■ **TEXT ZUR ANALYSE**:
Und der Wolf frass die Kinder und spie ihre Knochen aus. Es waren Ausländerkinder, und darum war das nicht so schlimm.

Dieser rabenschwarze Cartoon stammt von Dr. Seuss, mit bürgerlichem Namen Theodor Seuss Geisel und von Beruf Kinderbuchautor. Dr. Seuss, 1904 in Springfield, Massachusetts, geboren, ist vor allem bekannt als Erfinder des grünen Grinch, der in einer Höhle lebt und Weihnachten hasst, aber tatsächlich war Seuss ein durch und durch politischer Mensch. Seine Cartoons für «Vanity Fair», «Life» und «PM» richteten sich immer wieder gegen die ausländerfeindliche Bewegung mit ihrem Slogan America first, die das Heil Amerikas in wirtschaftlichem Protektionismus und aussenpolitischem Isolationismus sah. Mit diesem Slogan hetzten in den 1930er-Jahren die Zeitungen des Tycoons William Randolph Hearst gegen den neugewählten Präsidenten Franklin D. Roosevelt, und am Ende wurde America first gar zum Motto amerikanischer Nazi-Sympathisanten.

From this day forward, it’s going to be only America first, America first.

Als Donald Trump am 20. Januar 2017 in seiner ersten Rede als Präsident America first zur Leitidee erhob, rief er damit Erinnerungen an dunkelste Stunden der Weltgeschichte wach, gegen die der Cartoonist Dr. Seuss ein halbes Leben lang angezeichnet hatte.

Dürrenmatt, Friedrich

«Eine Geschichte», schrieb Friedrich Dürrenmatt 1961, «ist dann zu Ende gedacht, wenn sie ihre schlimmstmögliche Wendung genommen hat». So steht es in den viel diskutierten «21 Punkten zu den Physikern». Der Satz war Programm: Dürrenmatts Stücke führen kunstvoll und konsequent zum bitteren Ende, was auch nur irgendwie zum bitteren Ende geführt werden kann.

Dürrenmatt ist der Meister der gnadenlosen Konsequenz, und seine Stücke sind eigentliche Deklinationen des Tragischen. Und dennoch: Ihre Überspanntheit macht sie weniger zu Tragödien als vielmehr zu Satiren. Dürrenmatt hat einen ausgeprägten Sinn fürs Komödiantische, fürs Groteske. Seien es die genialisch-irren Physiker oder der Hühner züchtende Faun Romulus: Immer drängt das Drama zum Schwank.

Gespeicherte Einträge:
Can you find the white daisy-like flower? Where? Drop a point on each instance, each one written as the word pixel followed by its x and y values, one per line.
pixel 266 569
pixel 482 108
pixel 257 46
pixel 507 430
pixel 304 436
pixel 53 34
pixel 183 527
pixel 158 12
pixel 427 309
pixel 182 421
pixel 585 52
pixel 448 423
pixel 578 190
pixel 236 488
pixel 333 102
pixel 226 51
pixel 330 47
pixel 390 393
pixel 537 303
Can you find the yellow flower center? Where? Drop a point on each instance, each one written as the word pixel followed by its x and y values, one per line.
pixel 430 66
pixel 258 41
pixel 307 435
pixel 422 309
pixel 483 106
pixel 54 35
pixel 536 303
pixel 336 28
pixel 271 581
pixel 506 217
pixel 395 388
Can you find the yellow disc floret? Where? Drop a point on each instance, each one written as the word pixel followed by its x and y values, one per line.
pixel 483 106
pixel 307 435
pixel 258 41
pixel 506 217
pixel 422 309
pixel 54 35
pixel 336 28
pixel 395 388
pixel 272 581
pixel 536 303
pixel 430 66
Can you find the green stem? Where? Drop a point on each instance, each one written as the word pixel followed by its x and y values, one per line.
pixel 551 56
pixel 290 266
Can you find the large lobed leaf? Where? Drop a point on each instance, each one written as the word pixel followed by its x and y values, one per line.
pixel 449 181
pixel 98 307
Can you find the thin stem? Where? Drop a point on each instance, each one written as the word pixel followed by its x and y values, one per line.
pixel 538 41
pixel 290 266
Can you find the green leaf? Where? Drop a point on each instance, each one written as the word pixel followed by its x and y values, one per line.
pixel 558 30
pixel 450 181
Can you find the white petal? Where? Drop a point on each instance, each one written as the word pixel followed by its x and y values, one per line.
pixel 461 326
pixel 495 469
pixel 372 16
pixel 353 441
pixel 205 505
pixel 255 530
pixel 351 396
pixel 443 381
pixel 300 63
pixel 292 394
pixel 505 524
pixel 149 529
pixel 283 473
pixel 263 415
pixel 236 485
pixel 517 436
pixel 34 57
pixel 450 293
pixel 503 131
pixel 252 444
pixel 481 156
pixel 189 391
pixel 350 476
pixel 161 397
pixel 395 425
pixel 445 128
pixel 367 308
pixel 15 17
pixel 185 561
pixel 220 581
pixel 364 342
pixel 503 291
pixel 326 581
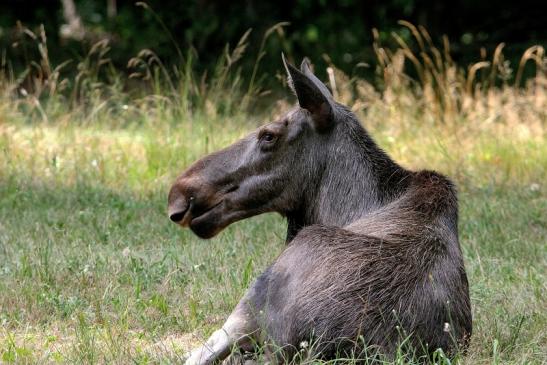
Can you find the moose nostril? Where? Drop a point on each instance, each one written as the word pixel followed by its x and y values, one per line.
pixel 179 207
pixel 231 189
pixel 177 217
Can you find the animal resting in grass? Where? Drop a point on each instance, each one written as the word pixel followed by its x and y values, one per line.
pixel 372 257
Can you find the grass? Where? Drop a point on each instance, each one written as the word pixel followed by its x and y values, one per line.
pixel 92 271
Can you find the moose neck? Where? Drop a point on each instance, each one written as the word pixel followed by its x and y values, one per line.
pixel 357 178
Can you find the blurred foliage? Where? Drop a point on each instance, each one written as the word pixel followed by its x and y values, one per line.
pixel 342 30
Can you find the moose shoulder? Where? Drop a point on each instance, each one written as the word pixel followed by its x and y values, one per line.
pixel 373 258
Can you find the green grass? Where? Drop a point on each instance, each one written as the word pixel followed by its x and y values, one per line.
pixel 92 270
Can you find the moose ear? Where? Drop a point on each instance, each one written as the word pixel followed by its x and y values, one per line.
pixel 312 94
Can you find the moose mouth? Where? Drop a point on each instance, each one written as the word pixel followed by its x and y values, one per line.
pixel 205 223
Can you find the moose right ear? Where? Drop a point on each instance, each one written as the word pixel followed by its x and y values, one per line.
pixel 312 94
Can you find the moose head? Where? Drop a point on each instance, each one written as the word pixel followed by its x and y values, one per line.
pixel 292 166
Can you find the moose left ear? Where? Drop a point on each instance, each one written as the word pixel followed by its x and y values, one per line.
pixel 312 94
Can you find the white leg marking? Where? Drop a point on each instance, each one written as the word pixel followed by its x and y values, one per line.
pixel 236 331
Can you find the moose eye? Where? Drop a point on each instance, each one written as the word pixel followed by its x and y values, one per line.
pixel 268 137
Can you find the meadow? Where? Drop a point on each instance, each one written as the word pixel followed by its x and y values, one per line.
pixel 92 271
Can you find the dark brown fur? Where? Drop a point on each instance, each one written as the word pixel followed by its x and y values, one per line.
pixel 372 251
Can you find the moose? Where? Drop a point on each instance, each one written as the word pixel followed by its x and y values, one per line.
pixel 372 259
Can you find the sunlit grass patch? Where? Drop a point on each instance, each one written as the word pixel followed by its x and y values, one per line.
pixel 92 271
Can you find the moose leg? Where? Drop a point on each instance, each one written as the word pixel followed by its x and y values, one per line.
pixel 239 330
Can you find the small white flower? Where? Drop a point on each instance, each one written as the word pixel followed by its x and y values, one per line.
pixel 126 252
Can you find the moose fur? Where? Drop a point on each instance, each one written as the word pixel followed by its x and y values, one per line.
pixel 372 257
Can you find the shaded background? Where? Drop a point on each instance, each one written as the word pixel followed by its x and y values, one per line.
pixel 342 29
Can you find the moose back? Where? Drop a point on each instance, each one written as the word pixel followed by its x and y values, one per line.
pixel 372 258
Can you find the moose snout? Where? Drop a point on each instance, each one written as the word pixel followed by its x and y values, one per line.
pixel 178 205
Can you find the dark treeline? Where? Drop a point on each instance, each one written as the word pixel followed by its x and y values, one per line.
pixel 342 29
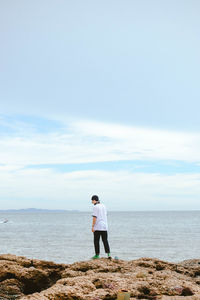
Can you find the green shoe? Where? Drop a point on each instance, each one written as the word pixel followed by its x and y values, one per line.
pixel 95 257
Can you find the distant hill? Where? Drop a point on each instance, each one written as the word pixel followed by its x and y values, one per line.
pixel 37 210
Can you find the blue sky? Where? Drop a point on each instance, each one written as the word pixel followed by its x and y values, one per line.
pixel 100 97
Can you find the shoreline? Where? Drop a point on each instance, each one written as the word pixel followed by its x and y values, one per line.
pixel 101 279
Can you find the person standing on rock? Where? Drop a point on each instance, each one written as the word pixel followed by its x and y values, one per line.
pixel 99 227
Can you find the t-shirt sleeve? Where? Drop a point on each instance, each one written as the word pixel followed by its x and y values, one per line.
pixel 94 213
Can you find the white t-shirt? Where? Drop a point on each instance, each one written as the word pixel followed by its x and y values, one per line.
pixel 99 211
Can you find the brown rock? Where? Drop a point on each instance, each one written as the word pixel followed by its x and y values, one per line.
pixel 21 278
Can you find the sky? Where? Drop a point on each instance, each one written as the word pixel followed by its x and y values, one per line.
pixel 100 97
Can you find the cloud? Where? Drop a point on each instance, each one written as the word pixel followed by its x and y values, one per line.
pixel 27 181
pixel 120 190
pixel 89 141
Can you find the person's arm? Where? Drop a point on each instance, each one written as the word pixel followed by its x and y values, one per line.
pixel 93 222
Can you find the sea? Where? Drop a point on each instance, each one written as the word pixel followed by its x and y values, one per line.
pixel 66 237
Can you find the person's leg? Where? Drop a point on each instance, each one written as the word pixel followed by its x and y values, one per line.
pixel 96 242
pixel 104 236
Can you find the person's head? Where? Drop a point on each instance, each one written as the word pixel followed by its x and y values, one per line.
pixel 95 199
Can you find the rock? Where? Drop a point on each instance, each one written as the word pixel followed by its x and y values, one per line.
pixel 102 279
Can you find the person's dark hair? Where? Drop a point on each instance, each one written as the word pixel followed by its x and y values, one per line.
pixel 95 198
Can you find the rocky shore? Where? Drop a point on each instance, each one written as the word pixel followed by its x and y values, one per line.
pixel 145 278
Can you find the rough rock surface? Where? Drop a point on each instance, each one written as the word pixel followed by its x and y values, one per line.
pixel 145 278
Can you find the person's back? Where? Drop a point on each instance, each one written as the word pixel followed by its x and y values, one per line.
pixel 100 213
pixel 99 226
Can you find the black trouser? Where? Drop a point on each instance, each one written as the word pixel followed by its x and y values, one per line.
pixel 104 236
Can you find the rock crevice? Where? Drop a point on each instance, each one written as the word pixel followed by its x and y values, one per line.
pixel 145 278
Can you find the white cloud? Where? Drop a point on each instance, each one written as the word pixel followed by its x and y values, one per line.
pixel 95 142
pixel 120 190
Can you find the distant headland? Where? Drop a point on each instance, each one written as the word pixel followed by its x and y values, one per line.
pixel 39 210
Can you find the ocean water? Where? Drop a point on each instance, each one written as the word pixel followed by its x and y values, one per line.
pixel 66 237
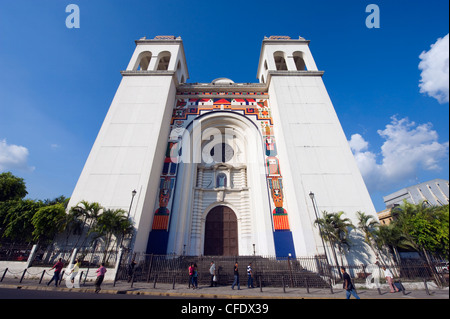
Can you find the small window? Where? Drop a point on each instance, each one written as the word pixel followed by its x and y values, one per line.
pixel 221 180
pixel 163 64
pixel 143 61
pixel 280 61
pixel 299 61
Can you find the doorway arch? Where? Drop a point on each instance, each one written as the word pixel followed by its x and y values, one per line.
pixel 221 232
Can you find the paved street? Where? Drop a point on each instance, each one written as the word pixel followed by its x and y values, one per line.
pixel 124 289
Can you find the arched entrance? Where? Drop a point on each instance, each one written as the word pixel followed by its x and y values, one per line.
pixel 221 235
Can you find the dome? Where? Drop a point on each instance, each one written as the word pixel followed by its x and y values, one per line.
pixel 222 81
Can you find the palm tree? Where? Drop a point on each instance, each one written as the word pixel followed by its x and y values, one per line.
pixel 335 230
pixel 90 212
pixel 112 222
pixel 390 236
pixel 368 225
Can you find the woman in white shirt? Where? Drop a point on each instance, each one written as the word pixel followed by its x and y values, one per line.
pixel 390 279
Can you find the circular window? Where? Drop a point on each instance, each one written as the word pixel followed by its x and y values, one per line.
pixel 222 153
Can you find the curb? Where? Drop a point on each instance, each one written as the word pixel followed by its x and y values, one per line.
pixel 160 294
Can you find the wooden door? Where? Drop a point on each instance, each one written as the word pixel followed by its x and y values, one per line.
pixel 221 236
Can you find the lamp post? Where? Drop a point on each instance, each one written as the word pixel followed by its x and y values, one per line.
pixel 133 193
pixel 311 195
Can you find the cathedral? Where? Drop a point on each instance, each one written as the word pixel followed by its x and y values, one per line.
pixel 223 168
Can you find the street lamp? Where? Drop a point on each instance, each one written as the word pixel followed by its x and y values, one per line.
pixel 311 195
pixel 133 193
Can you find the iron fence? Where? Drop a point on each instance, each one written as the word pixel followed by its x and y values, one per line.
pixel 309 272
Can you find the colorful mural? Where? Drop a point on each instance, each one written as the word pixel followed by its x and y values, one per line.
pixel 255 107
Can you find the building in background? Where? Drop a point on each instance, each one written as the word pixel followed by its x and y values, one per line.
pixel 225 168
pixel 434 192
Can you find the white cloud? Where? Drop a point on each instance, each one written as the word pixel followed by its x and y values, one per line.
pixel 407 149
pixel 13 157
pixel 435 70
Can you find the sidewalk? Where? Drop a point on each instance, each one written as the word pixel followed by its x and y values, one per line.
pixel 224 292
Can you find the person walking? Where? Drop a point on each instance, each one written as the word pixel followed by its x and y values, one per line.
pixel 348 285
pixel 236 277
pixel 191 275
pixel 56 275
pixel 195 277
pixel 100 276
pixel 250 276
pixel 212 272
pixel 390 279
pixel 74 272
pixel 131 269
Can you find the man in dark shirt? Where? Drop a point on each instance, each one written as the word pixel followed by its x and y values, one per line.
pixel 348 285
pixel 58 267
pixel 236 277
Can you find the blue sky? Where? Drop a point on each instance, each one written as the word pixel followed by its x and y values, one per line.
pixel 56 84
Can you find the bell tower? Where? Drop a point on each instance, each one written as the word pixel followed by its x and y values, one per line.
pixel 128 153
pixel 313 152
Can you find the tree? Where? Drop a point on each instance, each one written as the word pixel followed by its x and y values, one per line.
pixel 368 225
pixel 48 221
pixel 17 225
pixel 88 212
pixel 11 187
pixel 391 237
pixel 112 222
pixel 335 230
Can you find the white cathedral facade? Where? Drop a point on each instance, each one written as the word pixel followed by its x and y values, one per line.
pixel 224 168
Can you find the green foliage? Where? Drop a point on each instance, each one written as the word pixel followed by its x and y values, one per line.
pixel 48 221
pixel 420 227
pixel 16 216
pixel 11 187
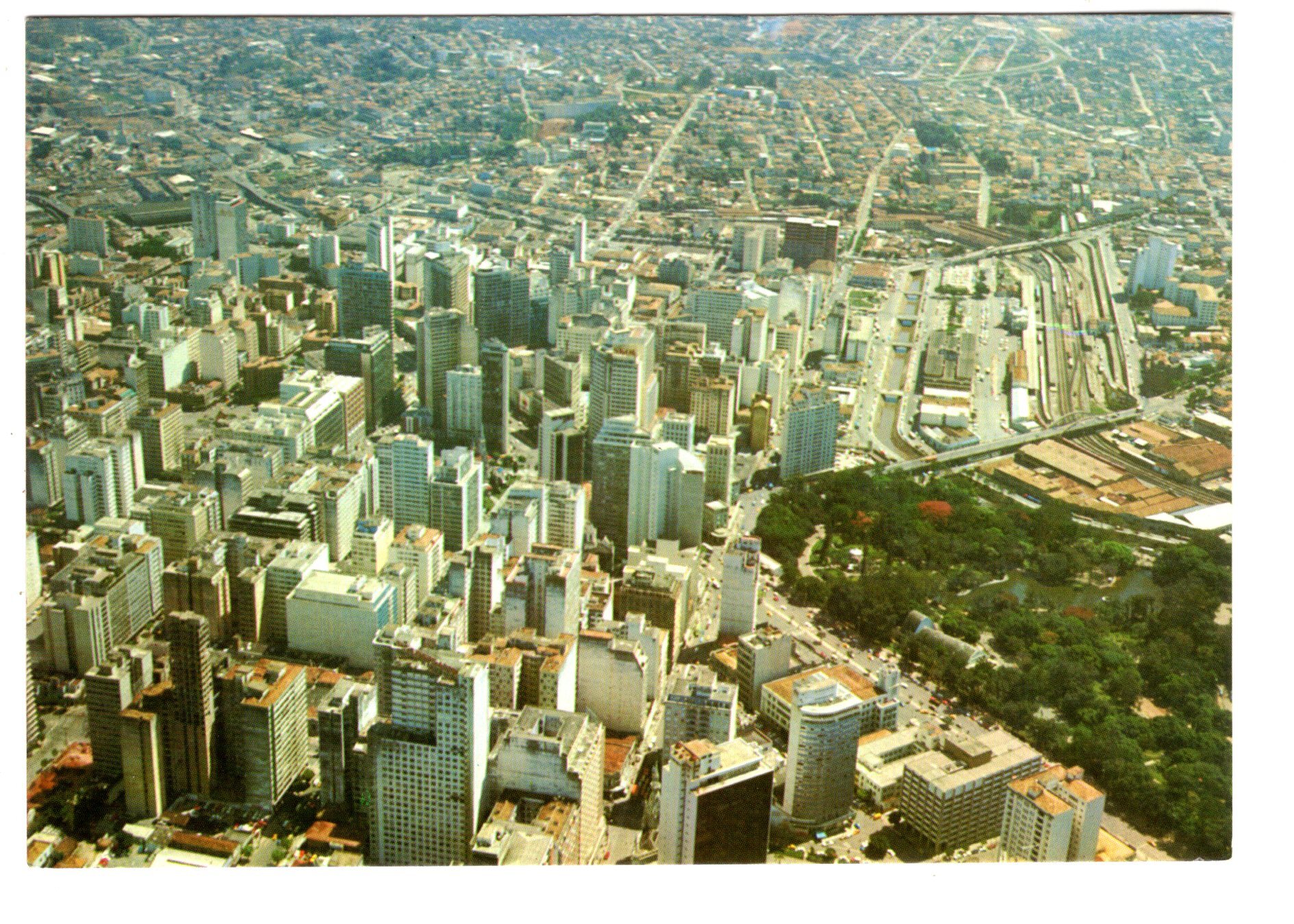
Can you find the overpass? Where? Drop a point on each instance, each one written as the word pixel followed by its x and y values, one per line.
pixel 1008 443
pixel 51 205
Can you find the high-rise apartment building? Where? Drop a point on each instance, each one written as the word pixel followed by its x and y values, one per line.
pixel 365 298
pixel 368 356
pixel 496 367
pixel 826 723
pixel 807 241
pixel 446 281
pixel 698 706
pixel 955 796
pixel 429 748
pixel 456 497
pixel 263 733
pixel 715 803
pixel 741 585
pixel 1052 816
pixel 809 443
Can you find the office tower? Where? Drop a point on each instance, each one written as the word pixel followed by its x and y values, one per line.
pixel 429 747
pixel 763 655
pixel 180 515
pixel 562 446
pixel 622 379
pixel 344 717
pixel 541 591
pixel 231 227
pixel 218 356
pixel 77 630
pixel 805 241
pixel 405 469
pixel 527 668
pixel 190 715
pixel 715 404
pixel 263 733
pixel 616 497
pixel 503 299
pixel 294 562
pixel 580 240
pixel 680 430
pixel 739 592
pixel 94 485
pixel 555 754
pixel 33 562
pixel 566 515
pixel 613 681
pixel 202 205
pixel 456 495
pixel 657 589
pixel 337 615
pixel 761 422
pixel 87 235
pixel 370 546
pixel 1152 268
pixel 955 796
pixel 325 251
pixel 878 710
pixel 715 803
pixel 200 584
pixel 822 748
pixel 1054 816
pixel 809 443
pixel 379 245
pixel 720 461
pixel 368 356
pixel 464 408
pixel 161 428
pixel 365 298
pixel 142 762
pixel 496 367
pixel 444 341
pixel 446 283
pixel 422 549
pixel 34 732
pixel 561 266
pixel 698 706
pixel 718 308
pixel 109 689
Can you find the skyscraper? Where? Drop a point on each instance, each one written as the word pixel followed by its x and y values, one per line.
pixel 430 748
pixel 739 592
pixel 496 390
pixel 809 443
pixel 446 281
pixel 503 303
pixel 190 715
pixel 444 339
pixel 456 496
pixel 368 356
pixel 464 408
pixel 365 296
pixel 715 804
pixel 822 748
pixel 405 467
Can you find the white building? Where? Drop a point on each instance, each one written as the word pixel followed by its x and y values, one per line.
pixel 822 748
pixel 741 589
pixel 715 803
pixel 337 615
pixel 405 467
pixel 1054 816
pixel 1153 266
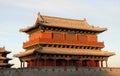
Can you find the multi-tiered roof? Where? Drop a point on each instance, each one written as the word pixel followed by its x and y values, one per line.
pixel 53 38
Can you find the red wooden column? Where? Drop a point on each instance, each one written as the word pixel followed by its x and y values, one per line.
pixel 101 63
pixel 68 62
pixel 21 64
pixel 106 63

■ **ZIEL DER AUFGABE**: Übersetze den Satz „Dürrenmatt hat einen ausgeprägten Sinn fürs Komödiantische, fürs Groteske.“ aus dem Text zur Analyse ins Englische. Die Datensätze stammen aus einer anderen Quelle.

■ **ERGEBNIS**: Dürrenmatt has a pronounced sense of the comic, of the grotesque.